■ **The task**
Reproduce each of the items below word for word, leaving out the pictures.

•••••

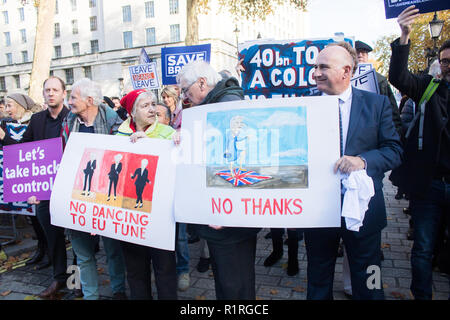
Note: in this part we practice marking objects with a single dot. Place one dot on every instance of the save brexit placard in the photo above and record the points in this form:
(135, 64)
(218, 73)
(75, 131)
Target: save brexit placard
(109, 186)
(394, 7)
(174, 58)
(260, 163)
(29, 169)
(280, 68)
(144, 76)
(365, 78)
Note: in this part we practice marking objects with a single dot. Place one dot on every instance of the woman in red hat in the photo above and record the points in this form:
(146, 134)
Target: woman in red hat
(142, 122)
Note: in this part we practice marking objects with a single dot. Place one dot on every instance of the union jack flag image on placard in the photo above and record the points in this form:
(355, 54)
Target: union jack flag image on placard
(242, 177)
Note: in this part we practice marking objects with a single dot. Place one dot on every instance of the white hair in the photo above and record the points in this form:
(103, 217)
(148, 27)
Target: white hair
(146, 94)
(89, 88)
(194, 70)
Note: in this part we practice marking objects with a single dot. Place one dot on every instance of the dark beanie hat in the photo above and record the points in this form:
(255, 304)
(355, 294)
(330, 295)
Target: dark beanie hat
(128, 101)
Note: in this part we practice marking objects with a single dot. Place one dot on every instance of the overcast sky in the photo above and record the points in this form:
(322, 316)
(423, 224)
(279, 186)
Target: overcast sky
(364, 19)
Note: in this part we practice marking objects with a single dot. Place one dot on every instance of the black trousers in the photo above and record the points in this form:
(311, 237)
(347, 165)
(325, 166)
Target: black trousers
(362, 252)
(40, 234)
(138, 261)
(233, 266)
(111, 182)
(56, 242)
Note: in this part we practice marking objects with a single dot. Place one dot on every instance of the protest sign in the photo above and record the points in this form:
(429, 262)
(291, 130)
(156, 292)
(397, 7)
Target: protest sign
(30, 169)
(276, 69)
(15, 131)
(109, 186)
(174, 58)
(260, 163)
(394, 7)
(366, 81)
(144, 76)
(12, 207)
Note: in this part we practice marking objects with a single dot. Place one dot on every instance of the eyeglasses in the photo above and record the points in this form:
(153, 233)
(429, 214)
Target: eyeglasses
(445, 62)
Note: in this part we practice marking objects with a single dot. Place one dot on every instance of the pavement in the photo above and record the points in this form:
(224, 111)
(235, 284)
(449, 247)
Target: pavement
(21, 282)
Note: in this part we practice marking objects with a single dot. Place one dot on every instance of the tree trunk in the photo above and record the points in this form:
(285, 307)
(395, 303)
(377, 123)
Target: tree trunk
(43, 45)
(191, 22)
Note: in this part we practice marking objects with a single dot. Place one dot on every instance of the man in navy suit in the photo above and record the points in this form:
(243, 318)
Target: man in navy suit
(113, 175)
(369, 142)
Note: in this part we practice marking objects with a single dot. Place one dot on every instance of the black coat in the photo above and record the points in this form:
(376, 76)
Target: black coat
(421, 165)
(141, 179)
(36, 128)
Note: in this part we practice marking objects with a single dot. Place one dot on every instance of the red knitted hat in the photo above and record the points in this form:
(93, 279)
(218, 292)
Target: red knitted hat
(128, 101)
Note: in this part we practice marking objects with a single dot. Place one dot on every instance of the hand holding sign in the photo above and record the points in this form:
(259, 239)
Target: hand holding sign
(405, 20)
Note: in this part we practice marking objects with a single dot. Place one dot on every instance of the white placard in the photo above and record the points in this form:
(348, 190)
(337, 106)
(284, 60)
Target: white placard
(85, 179)
(282, 151)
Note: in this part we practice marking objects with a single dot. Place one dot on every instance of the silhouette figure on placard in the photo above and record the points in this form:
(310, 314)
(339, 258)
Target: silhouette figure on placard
(88, 173)
(113, 175)
(141, 175)
(235, 148)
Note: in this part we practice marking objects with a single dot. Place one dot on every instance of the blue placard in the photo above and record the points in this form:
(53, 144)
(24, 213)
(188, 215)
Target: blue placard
(280, 69)
(174, 58)
(394, 7)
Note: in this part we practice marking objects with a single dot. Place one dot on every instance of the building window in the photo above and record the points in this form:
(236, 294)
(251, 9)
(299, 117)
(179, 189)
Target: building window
(23, 35)
(21, 14)
(2, 84)
(128, 39)
(93, 23)
(150, 9)
(88, 72)
(74, 27)
(76, 48)
(150, 36)
(58, 53)
(9, 58)
(5, 17)
(17, 79)
(126, 13)
(24, 56)
(173, 6)
(69, 76)
(57, 30)
(7, 39)
(94, 46)
(174, 32)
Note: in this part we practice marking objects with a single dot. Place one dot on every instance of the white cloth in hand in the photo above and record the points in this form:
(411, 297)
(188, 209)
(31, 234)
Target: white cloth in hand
(358, 192)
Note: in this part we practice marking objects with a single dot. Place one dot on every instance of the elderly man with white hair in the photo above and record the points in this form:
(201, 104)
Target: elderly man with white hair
(232, 250)
(88, 114)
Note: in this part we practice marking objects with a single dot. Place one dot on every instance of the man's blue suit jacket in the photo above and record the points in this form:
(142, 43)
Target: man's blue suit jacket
(372, 135)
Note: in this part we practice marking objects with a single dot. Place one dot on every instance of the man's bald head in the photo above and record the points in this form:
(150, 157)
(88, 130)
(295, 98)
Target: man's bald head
(348, 53)
(334, 69)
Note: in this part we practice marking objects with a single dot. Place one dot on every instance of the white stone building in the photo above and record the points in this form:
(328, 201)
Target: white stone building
(100, 39)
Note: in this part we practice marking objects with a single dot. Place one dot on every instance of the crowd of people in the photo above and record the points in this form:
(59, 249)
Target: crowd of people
(374, 139)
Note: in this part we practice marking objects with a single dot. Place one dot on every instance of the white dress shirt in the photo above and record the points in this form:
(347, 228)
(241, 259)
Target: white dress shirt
(345, 105)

•••••

■ **Expected answer**
Note: in this part we practice marking objects with a single dot. Place one dot on every instance of the save brexit placard in the photo above and record the points in this form:
(135, 64)
(218, 73)
(75, 131)
Target: save brexit placard
(109, 186)
(394, 7)
(174, 58)
(260, 163)
(29, 169)
(280, 68)
(144, 76)
(365, 78)
Note: in this part we practice marking objects with a single dot. Place one dot on every instance of the woman in red hat in the photo above and record the points in this form:
(146, 134)
Target: woman in red hat
(142, 122)
Note: in this part we practice marking objects with a single dot. Place one dot on every instance of the union jack flag image on placard in the photo above and record the points in this form:
(355, 54)
Target: union jack flag image on placard
(242, 177)
Note: in this part we practice marking objects with a single dot. Place one dot on every instance of the white hair in the photo above and record the points in this form:
(103, 217)
(148, 27)
Target: white hair
(146, 94)
(89, 88)
(194, 70)
Note: in this part we practice marking objects with a single dot. Place one dot on every instance of the dark beanie hat in the photo above and record the points in this form:
(255, 304)
(355, 294)
(330, 295)
Target: dark beanie hat
(128, 101)
Note: in this part we practice marking objects with a single dot. Place one dot on every instance of the overcast sky in the photo above and record the points in this form:
(322, 316)
(423, 224)
(279, 186)
Target: overcast sky
(364, 19)
Note: in this part we practice marking objects with a single dot. Place one dot on every instance of the black trousers in the photo above and record the points in this form:
(311, 237)
(347, 165)
(325, 166)
Target: black trousers
(362, 252)
(40, 234)
(138, 261)
(233, 266)
(111, 182)
(56, 242)
Note: in this part we practice marking objects with a single dot. Place one dot on every instance of the protest sign in the photo above and record the points in this form:
(429, 262)
(291, 130)
(156, 292)
(397, 7)
Target: protest sign
(30, 169)
(276, 69)
(15, 131)
(109, 186)
(174, 58)
(260, 163)
(394, 7)
(366, 81)
(144, 76)
(12, 207)
Note: in this part we practice marking objects with a single dot. Place one dot on every instance of the eyeglasses in the photo above and record the points in this form:
(153, 233)
(429, 214)
Target: eyeglasses
(445, 62)
Note: in this part we practice marking objects with a single dot. Place one dot on every instance of the pavement in the photo above and record the points in this form:
(224, 111)
(235, 284)
(449, 247)
Target: pavement
(21, 282)
Note: in this part we practice marking objects with a single dot. Place one dot on every instance of the tree trunk in the photo above and record the points in this form:
(285, 307)
(395, 303)
(377, 123)
Target: tree trunk
(43, 45)
(191, 22)
Note: in this part we practice marking objects with a single dot. Place one dot on every instance of the man in navy suit in the photo above and record the points in this form:
(243, 318)
Target: man in navy suit
(113, 175)
(369, 142)
Note: in this part we practice marking objects with a single dot. Place one dot on every instance of the black coat in the photo above and record the points in this form:
(376, 76)
Target: black coat
(421, 165)
(141, 179)
(36, 128)
Note: in this part we practice marking objects with a single dot. Place one dot on every instance of the red knitted hat in the photo above and record the points in this form:
(93, 279)
(218, 292)
Target: red knitted hat
(128, 101)
Note: in this part we practice marking objects with a single dot. Place one dot on every instance of the hand holding sign in the photo above and record the points in this form:
(259, 239)
Target: hand holding sign
(405, 20)
Note: in this part we practice marking objects with a single dot. Place one dot on every instance of the white placard in the photo above and record the points in this form:
(348, 190)
(337, 106)
(284, 60)
Target: white placard
(85, 179)
(282, 151)
Note: in this part we practice marking objects with a single dot. Place one dot on every instance of the silhouette figure on placard in the photo above and record the points in this form:
(310, 314)
(339, 258)
Target: silhouette figure on placard
(88, 173)
(113, 175)
(141, 175)
(235, 148)
Note: in this part we practice marking objects with a single dot. Place one dot on every instance of the blue placard in the photo above and record the points in this form:
(53, 144)
(24, 213)
(188, 215)
Target: blue placard
(280, 69)
(174, 58)
(394, 7)
Note: in this part we practice marking objects with a single dot. Place one dot on every instance of the building window in the photo above and record the points in this form:
(236, 294)
(251, 9)
(299, 117)
(179, 189)
Target: building window
(23, 35)
(21, 14)
(2, 84)
(128, 39)
(93, 23)
(150, 9)
(88, 72)
(74, 27)
(76, 48)
(150, 36)
(58, 53)
(9, 58)
(5, 17)
(17, 79)
(126, 13)
(24, 56)
(173, 6)
(69, 76)
(57, 30)
(7, 39)
(94, 46)
(174, 32)
Note: in this part we practice marking objects with a single dot. Place one dot on every instance of the white cloth in hand in the photo above and record the points in this form:
(411, 297)
(188, 209)
(31, 234)
Target: white cloth in hand
(358, 192)
Note: in this part we practice marking objects with a single dot. Place one dot on every instance of the elderly man with white hair in the photo above and record the points in this form:
(201, 104)
Target: elderly man with white hair
(232, 250)
(88, 114)
Note: in this part we practice marking objects with a single dot. Place one dot on every instance of the man's blue suit jacket in the photo above and record the points in this form:
(142, 43)
Target: man's blue suit jacket
(372, 135)
Note: in this part we practice marking objects with a single dot. Place one dot on every instance of the man's bald head in the photo above and record the points in this form:
(150, 157)
(88, 130)
(295, 98)
Target: man's bald head
(348, 53)
(334, 69)
Note: in this part we practice marking objects with a single dot. Place one dot on every instance of the white stone building in the photo above and record the points in this form:
(328, 201)
Target: white stone building
(100, 39)
Note: in this part we practice marking objects with a single dot. Place one dot on every instance of the crowd of people in the photo above and record the points in this form:
(59, 249)
Target: crowd of people
(374, 139)
Note: in this part we practice marking objects with a single dot. Place one dot on every instance of the white dress shirt in the photo above and record the points in this form:
(347, 228)
(241, 259)
Target: white dress shirt
(345, 105)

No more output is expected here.